Photo-based referring expression data
━━━━━━━━━━━━━━━━━━━━━━━━━━━━━━

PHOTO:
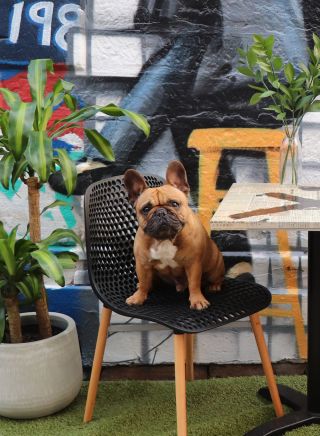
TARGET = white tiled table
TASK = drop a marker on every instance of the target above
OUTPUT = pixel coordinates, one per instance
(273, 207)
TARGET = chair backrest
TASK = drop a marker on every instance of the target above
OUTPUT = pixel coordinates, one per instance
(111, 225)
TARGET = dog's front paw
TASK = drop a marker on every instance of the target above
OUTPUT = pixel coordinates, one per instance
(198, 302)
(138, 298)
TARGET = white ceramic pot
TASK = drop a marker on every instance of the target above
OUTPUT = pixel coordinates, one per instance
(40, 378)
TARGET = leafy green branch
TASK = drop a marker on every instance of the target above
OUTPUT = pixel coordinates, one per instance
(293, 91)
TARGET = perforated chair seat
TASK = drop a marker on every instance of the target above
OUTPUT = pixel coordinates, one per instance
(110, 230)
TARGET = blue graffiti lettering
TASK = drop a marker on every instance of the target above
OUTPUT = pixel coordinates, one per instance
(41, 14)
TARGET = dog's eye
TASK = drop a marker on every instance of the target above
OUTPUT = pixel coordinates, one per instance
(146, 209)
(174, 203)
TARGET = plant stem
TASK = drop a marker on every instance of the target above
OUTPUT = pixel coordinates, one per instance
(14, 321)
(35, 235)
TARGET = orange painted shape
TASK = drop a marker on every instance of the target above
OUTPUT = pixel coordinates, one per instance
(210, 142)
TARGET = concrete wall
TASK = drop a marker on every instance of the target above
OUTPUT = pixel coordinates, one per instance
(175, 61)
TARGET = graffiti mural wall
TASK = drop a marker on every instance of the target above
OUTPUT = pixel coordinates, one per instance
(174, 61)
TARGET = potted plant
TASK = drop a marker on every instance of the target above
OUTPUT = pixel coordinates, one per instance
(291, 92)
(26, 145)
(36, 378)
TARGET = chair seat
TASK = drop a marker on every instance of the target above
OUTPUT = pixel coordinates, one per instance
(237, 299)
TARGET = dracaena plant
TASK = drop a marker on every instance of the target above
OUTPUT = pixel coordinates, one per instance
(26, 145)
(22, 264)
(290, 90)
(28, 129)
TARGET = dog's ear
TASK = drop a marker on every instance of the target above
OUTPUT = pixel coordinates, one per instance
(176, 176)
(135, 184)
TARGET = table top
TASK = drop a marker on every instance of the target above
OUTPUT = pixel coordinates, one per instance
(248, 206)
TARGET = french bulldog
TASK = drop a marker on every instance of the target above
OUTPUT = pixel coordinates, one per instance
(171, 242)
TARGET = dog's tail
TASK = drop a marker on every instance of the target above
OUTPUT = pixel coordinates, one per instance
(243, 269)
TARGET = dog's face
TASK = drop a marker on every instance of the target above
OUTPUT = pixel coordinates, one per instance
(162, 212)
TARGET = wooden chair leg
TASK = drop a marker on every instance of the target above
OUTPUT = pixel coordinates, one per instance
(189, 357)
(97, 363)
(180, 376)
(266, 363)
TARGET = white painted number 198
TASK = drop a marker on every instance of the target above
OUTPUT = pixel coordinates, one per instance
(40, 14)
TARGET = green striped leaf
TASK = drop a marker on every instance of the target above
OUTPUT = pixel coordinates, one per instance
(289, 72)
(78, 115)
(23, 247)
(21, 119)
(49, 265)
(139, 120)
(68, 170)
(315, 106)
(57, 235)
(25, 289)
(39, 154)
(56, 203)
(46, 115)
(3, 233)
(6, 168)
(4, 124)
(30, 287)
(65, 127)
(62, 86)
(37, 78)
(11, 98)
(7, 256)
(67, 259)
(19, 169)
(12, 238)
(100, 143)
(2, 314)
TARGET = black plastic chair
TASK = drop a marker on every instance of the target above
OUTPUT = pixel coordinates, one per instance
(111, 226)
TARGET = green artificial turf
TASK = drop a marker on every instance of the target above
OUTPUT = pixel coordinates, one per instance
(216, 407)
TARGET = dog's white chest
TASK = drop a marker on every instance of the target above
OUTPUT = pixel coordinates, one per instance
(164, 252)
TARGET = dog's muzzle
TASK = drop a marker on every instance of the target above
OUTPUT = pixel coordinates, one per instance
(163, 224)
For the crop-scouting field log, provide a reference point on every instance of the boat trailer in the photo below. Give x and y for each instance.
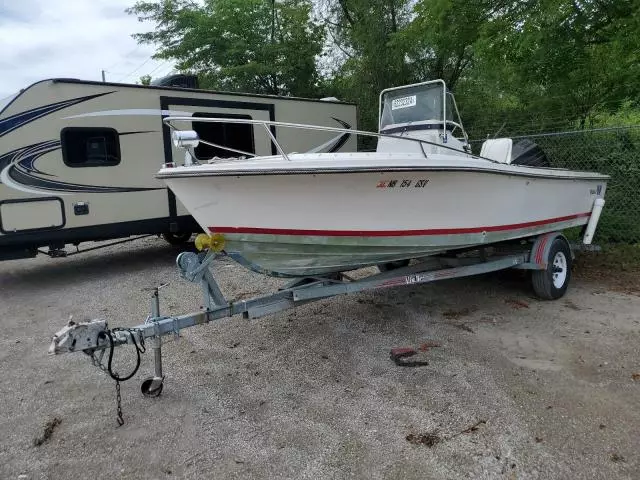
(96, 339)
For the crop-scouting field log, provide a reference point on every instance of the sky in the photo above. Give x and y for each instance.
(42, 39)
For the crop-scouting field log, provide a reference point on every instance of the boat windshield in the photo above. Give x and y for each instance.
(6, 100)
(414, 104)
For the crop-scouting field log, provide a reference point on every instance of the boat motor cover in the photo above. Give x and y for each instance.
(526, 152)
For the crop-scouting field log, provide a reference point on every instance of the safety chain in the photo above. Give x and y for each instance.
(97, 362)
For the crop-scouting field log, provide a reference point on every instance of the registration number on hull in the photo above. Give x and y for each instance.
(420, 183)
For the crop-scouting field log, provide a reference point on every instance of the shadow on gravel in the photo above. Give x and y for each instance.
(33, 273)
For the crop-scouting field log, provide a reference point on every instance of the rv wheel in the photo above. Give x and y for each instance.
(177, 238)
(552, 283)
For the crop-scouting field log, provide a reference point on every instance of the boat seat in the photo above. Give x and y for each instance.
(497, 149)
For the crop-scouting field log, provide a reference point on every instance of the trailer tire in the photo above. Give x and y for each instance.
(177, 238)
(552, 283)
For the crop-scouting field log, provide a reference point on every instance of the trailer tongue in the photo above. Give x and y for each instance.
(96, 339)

━━━━━━━━━━━━━━━━━━━━━━━━━━━━━━

REQUIREMENT
Your job is to copy out every line from the records above that has the word "white".

ANSWER SECTION
TARGET = white tiled table
TARGET = white ceramic pot
TARGET = white painted number 198
TARGET = dog's white chest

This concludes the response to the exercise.